While The Year We Fell Down fits itself in with almost all good genre romance novels out there right now by following the pacing and tropes we’re expecting, it also dunks us into a portion of the world we might not be expecting and is unflinchingly honest about it, or as much as it can be in 200 short pages. You see, our protagonists have their meet cute in the accessible dorm on their college campus. Corey Callahan suffered a spinal cord injury which has left her unable to walk unaided or have sensation in her legs and Adam Hartley broke his leg in two places and will spend the next several months healing. Both were meant to be playing for their school’s hockey team, neither will do so.

Each character also brings other baggage to the table, and in perhaps my favorite saying these characters share, they get to shoveling the shit. They are a believable pair, dealing with mostly believable issues in a completely believable way. This is good storytelling. There are a few dings against the book, focused heavily on the fact that for the life of me I often couldn’t remember the first names of our two main characters (they refer to each other almost exclusively by last name, which itself doesn’t bother me).  I’m excited to see how the stories continue and am excited that Hartley’s best friend Bridger is the protagonist in the next in the series.  While the dating stuff was cute, I really fell for these characters when they all went to Hartley’s mom’s house for Thanksgiving and I’m excited to dig more deeply into the character of Bridger that we were given a glimpse of. I’ll be ordering the rest of the series immediately, and suggest you probably just buy the whole set like Mrs. Julien suggests.

§ **DATASET SECTION**:
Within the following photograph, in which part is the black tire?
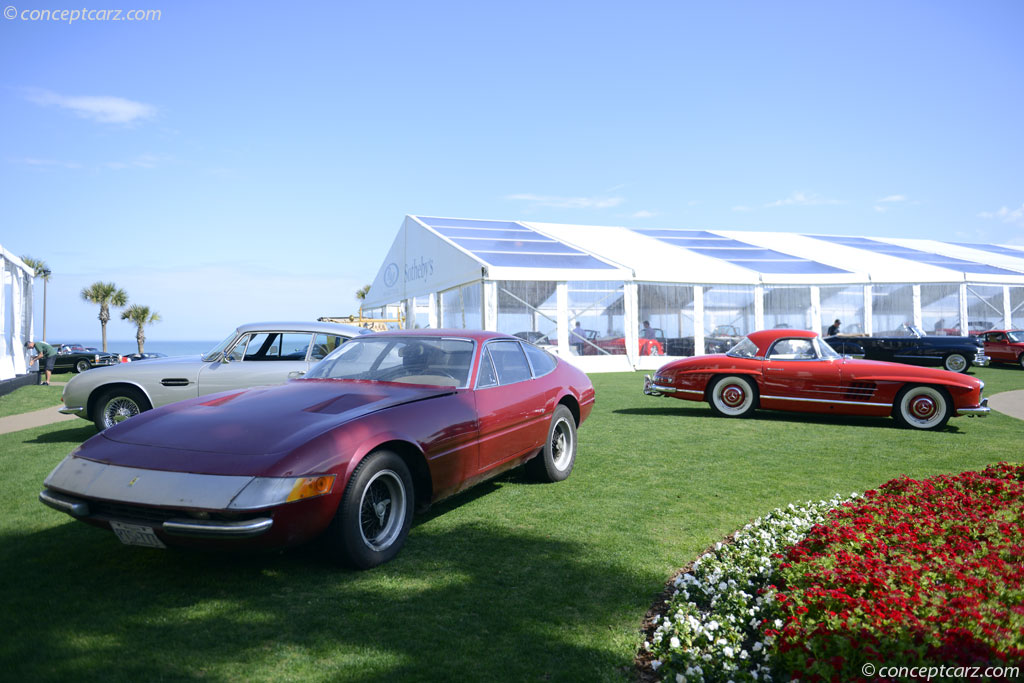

§ **PROBLEM TO WORK ON**:
In the book review, who is the protagonist of the next book in the series?

§ **TASK OUTPUT**:
Hartley's best friend Bridger.